→ Selected passage:
Personal information
- Date of birth: 29 October 1992 (age 33)
- Place of birth: Dublin, Ireland
- Height: 1.85 m (6 ft 1 in)
- Position: Goalkeeper

Youth career
- 2008–2009: Partick Thistle

Senior career*
- Years: Team / Apps / (Gls)
- 2008–2018: Partick Thistle / 30 / (0)
- 2009–2010: → Petershill (loan)
- 2013: → Albion Rovers (loan) / 6 / (0)
- 2013–2014: → Dunfermline Athletic (loan) / 34 / (0)
- 2014–2015: → Dunfermline Athletic (loan) / 34 / (0)
- 2018–2019: Greenock Morton / 12 / (0)
- 2019–2020: Dunfermline Athletic / 26 / (0)
- 2020–2021: Hamilton Academical / 0 / (0)
- 2022: Hamilton Academical / 0 / (0)
- 2022-: Drumchapel United / ? / (?)

= Ryan Scully =

Irish professional footballer (born 1992)

Ryan Scully (born 29 October 1992) is an Irish professional footballer who played as a goalkeeper for Drumchapel United

Scully played for Drumchapel United, Partick Thistle, Greenock Morton, Dunfermline Athletic and Hamilton Academical, as well as Petershill and Albion Rovers on loan.

==Career==
===Partick Thistle===
Scully joined Partick Thistle in 2008 and began playing for their under-17 squad. Before arriving at Firhill he had received no formal coaching.

Having been with Thistle for a year and a half Scully went on loan to West of Scotland Super League side Petershill for four weeks in 2009 to gain more first team experience.

→ Data section:
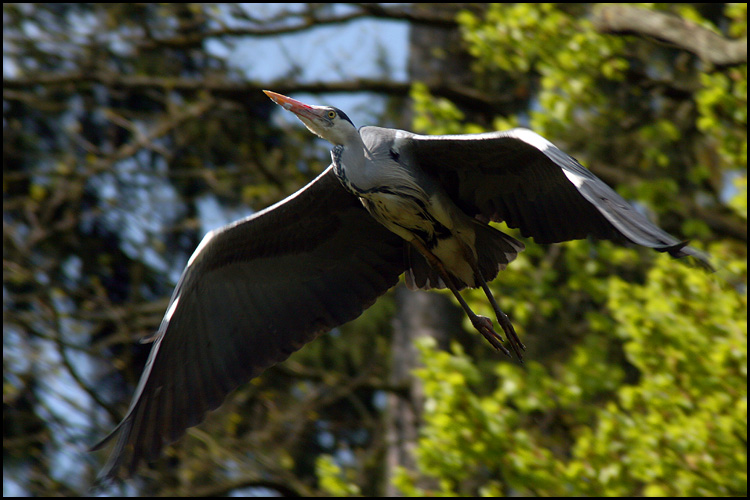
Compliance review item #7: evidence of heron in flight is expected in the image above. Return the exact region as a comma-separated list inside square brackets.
[92, 91, 711, 481]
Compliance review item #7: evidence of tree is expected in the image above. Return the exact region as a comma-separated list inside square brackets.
[3, 4, 747, 496]
[388, 4, 747, 496]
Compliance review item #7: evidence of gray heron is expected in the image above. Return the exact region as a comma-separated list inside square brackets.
[92, 91, 711, 481]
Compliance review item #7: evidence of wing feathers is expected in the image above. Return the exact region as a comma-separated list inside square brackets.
[97, 167, 412, 481]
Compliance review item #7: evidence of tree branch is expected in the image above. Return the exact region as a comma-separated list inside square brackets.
[3, 71, 511, 113]
[138, 4, 458, 49]
[593, 4, 747, 66]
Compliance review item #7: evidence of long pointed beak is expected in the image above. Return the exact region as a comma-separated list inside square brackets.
[263, 90, 325, 120]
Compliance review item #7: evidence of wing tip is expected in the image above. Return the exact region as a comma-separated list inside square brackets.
[659, 241, 716, 273]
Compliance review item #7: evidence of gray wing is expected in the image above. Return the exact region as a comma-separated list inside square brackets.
[393, 128, 711, 268]
[92, 167, 404, 482]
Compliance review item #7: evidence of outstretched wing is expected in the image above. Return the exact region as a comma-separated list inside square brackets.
[92, 167, 404, 481]
[393, 128, 711, 268]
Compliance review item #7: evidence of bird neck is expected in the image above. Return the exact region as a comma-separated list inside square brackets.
[331, 134, 366, 194]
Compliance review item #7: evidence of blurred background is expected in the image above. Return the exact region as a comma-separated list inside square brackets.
[3, 3, 747, 496]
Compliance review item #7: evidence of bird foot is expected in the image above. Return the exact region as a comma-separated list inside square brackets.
[471, 315, 510, 356]
[497, 311, 526, 363]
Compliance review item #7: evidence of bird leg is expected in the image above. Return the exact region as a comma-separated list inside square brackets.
[472, 266, 526, 362]
[411, 238, 521, 359]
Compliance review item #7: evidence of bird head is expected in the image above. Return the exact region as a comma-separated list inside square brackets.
[263, 90, 357, 146]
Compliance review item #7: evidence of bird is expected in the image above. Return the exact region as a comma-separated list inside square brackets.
[91, 90, 713, 484]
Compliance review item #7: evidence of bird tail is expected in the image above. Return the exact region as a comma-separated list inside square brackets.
[472, 221, 526, 287]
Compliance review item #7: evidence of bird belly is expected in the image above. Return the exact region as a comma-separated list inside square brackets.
[360, 193, 476, 286]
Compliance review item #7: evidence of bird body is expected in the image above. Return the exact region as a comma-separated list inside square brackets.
[93, 91, 711, 481]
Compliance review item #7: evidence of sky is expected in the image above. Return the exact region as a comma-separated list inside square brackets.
[3, 4, 408, 496]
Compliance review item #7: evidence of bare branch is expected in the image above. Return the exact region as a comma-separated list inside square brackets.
[593, 4, 747, 66]
[138, 4, 457, 49]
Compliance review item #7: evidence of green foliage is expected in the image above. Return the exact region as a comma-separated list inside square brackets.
[393, 4, 747, 496]
[397, 258, 747, 496]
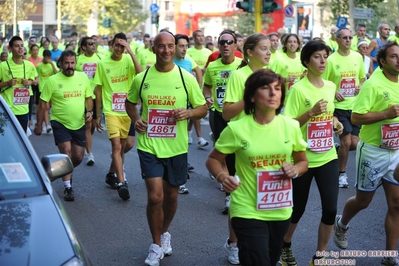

→ Prompt:
Continue the article about goalkeeper Ryan Scully from the point where it ends.

→ Expected answer:
In May 2010 he was part of the under–19 side who won the SFL Youth Cup. Thistle defeated Livingston 3–2 in the final with Scully making numerous saves. At the conclusion of the 2009–10 season, Scully, along with Ross McGeough and Ryan MacBeth, was promoted to the first team squad. Scully signed a new contract in September 2010 which would keep him with Thistle until May 2013.

During the 2010–11 season he appeared on the bench on several occasions before suffering a setback by dislocating a thumb ruling him out for number of weeks. After his recovery he made his senior début in the final game of the season on 7 May 2011 in a 3–0 victory against Raith Rovers in a Scottish First Division fixture where he kept a clean sheet.

Scully featured in pre-season friendly matches in advance of the 2011–12 season, the final of which was against Dumbarton in a 4–1 defeat.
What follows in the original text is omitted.